◆ Required action
Reproduce each line of the material precisely.
*** Opening of Entries supplied ***
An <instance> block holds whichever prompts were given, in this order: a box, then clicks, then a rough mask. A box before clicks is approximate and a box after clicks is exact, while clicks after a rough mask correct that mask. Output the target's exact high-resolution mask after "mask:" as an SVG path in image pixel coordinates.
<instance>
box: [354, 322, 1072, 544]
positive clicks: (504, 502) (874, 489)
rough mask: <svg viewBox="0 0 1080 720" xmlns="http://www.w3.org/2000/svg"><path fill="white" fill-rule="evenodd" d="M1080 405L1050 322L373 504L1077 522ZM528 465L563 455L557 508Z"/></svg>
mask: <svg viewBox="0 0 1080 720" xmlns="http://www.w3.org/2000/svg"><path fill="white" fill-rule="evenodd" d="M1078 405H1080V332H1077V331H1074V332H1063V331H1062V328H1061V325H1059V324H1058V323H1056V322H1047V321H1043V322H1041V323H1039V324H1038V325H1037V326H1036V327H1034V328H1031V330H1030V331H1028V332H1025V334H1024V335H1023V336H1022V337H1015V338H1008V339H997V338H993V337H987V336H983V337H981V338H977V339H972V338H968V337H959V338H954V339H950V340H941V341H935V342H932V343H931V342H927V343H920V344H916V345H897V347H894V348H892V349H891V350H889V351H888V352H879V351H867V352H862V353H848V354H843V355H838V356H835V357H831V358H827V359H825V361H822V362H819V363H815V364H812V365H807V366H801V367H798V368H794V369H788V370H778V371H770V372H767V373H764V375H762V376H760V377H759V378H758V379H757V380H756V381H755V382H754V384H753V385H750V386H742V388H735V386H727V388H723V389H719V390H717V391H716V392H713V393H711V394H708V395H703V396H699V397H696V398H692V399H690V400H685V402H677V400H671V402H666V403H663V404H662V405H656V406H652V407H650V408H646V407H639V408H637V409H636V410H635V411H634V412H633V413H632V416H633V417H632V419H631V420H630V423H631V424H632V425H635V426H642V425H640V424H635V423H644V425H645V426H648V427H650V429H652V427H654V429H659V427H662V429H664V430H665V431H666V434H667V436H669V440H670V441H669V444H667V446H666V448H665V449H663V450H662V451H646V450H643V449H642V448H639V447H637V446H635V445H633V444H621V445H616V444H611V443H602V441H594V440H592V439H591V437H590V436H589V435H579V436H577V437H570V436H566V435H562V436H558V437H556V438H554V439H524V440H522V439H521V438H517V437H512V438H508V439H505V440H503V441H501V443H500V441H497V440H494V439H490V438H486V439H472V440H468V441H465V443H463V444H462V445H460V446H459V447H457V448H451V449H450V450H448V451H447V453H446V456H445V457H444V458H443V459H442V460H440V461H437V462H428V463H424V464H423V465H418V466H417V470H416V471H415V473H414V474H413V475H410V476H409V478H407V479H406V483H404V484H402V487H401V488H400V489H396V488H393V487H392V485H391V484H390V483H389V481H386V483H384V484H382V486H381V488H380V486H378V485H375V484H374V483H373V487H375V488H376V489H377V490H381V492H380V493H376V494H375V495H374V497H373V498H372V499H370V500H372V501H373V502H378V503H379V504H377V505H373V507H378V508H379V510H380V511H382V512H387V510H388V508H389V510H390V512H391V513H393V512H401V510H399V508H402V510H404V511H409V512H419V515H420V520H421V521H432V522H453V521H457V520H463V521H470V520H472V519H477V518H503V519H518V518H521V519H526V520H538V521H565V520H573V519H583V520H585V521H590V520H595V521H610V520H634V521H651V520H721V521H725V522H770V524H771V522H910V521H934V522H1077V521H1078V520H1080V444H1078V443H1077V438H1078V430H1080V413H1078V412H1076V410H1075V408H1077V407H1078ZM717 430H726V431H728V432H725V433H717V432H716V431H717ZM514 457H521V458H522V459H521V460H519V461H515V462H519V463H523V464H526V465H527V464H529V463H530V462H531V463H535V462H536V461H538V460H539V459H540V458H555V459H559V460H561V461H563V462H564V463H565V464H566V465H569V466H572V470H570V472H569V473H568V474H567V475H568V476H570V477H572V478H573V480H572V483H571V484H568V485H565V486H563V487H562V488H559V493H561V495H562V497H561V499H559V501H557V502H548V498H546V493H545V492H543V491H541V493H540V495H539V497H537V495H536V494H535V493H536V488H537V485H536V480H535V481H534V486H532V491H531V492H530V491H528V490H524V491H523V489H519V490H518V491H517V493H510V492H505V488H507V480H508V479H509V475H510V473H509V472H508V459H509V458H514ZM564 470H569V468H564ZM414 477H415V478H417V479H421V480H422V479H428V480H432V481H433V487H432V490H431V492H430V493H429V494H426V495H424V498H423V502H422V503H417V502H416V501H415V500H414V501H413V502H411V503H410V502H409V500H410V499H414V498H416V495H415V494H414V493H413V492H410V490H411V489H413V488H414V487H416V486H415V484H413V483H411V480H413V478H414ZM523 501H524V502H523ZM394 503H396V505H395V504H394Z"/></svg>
*** Close of Entries supplied ***
◆ Reply
An <instance> block holds whichever prompts were given, in this order: a box, then clicks, then a rough mask. A box before clicks is approximate and a box after clicks is exact, while clicks after a rough mask correct that mask. Output the target's exact high-resolution mask after "mask:" as an SVG path in image pixel coordinates.
<instance>
box: [354, 322, 1072, 544]
positive clicks: (504, 502) (874, 489)
rough mask: <svg viewBox="0 0 1080 720" xmlns="http://www.w3.org/2000/svg"><path fill="white" fill-rule="evenodd" d="M1080 405L1050 322L373 504L1077 522ZM528 465L563 455L557 508Z"/></svg>
mask: <svg viewBox="0 0 1080 720" xmlns="http://www.w3.org/2000/svg"><path fill="white" fill-rule="evenodd" d="M1078 405H1080V332H1077V331H1074V332H1063V331H1062V328H1061V325H1059V324H1058V323H1056V322H1047V321H1043V322H1041V323H1039V324H1038V325H1037V326H1036V327H1034V328H1031V330H1030V331H1028V332H1025V334H1024V335H1023V336H1022V337H1015V338H1008V339H997V338H993V337H987V336H983V337H981V338H977V339H972V338H968V337H959V338H954V339H950V340H941V341H935V342H932V343H931V342H927V343H920V344H916V345H897V347H894V348H892V349H891V350H889V351H888V352H879V351H867V352H862V353H848V354H843V355H838V356H835V357H831V358H827V359H825V361H822V362H819V363H815V364H812V365H807V366H801V367H798V368H794V369H788V370H778V371H770V372H767V373H764V375H762V376H760V377H759V378H758V379H757V380H756V381H755V382H754V384H753V385H750V386H742V388H735V386H727V388H723V389H719V390H717V391H716V392H713V393H711V394H708V395H703V396H699V397H696V398H692V399H690V400H685V402H677V400H671V402H666V403H663V404H662V405H656V406H652V407H650V408H646V407H639V408H637V409H636V410H635V411H634V412H633V413H632V416H633V417H632V419H631V420H630V423H631V424H632V425H635V426H642V425H640V424H635V423H644V425H645V426H648V427H650V429H652V427H654V429H659V427H662V429H664V430H665V431H666V434H667V436H669V440H670V441H669V444H667V446H666V448H665V449H663V450H662V451H646V450H643V449H642V448H639V447H637V446H635V445H633V444H621V445H616V444H611V443H602V441H594V440H592V439H591V437H590V436H589V435H579V436H577V437H570V436H566V435H562V436H558V437H556V438H554V439H524V440H522V439H521V438H517V437H512V438H508V439H505V440H503V441H501V443H500V441H497V440H494V439H490V438H486V439H472V440H468V441H465V443H463V444H462V445H460V446H459V447H457V448H451V449H450V450H448V451H447V453H446V456H445V457H444V458H443V459H442V460H440V461H437V462H428V463H424V464H423V465H418V466H417V470H416V471H415V473H414V474H413V475H410V476H409V478H407V479H406V483H404V484H402V487H401V488H400V489H396V488H393V487H392V485H391V484H390V483H389V481H386V483H384V484H382V486H381V488H380V486H378V485H375V484H374V483H373V487H375V488H376V489H377V490H381V492H380V493H376V494H375V495H374V497H373V498H372V499H370V500H372V501H373V502H378V503H379V504H377V505H373V507H378V508H379V510H380V511H382V512H387V510H388V508H389V510H390V512H391V513H393V512H401V510H399V508H402V510H404V511H409V512H419V515H420V520H421V521H432V522H453V521H457V520H463V521H470V520H472V519H477V518H503V519H518V518H521V519H526V520H538V521H565V520H573V519H583V520H585V521H590V520H595V521H610V520H634V521H651V520H721V521H725V522H770V524H771V522H910V521H934V522H1077V521H1078V520H1080V444H1078V443H1077V438H1078V430H1080V413H1078V412H1076V410H1075V408H1077V407H1078ZM717 430H726V431H728V432H725V433H717V432H716V431H717ZM514 457H521V458H522V459H521V460H519V461H515V462H519V463H523V464H526V465H527V464H529V463H530V462H531V463H535V462H536V461H538V460H539V459H540V458H555V459H559V460H561V461H563V462H564V463H565V464H566V465H569V466H572V470H570V472H569V473H568V474H567V475H568V476H570V477H572V478H573V480H572V483H571V484H568V485H565V486H563V487H562V488H559V493H561V495H562V497H561V499H559V501H557V502H548V498H546V493H545V492H543V491H541V493H540V495H539V497H537V495H536V494H535V493H536V488H537V485H536V480H535V481H534V486H532V491H531V492H530V491H528V490H524V491H523V489H519V490H518V491H517V493H510V492H505V488H507V480H508V479H509V475H510V473H509V472H508V459H509V458H514ZM564 470H569V468H564ZM414 477H415V478H417V479H421V480H422V479H428V480H432V481H433V487H432V490H431V492H430V493H429V494H426V495H424V498H423V502H422V503H417V502H416V501H415V500H414V501H413V502H411V503H410V502H409V500H410V499H414V498H416V495H415V494H414V493H413V492H410V490H411V489H413V488H414V487H416V486H415V484H413V483H411V480H413V478H414ZM523 501H524V502H523ZM394 503H396V505H395V504H394Z"/></svg>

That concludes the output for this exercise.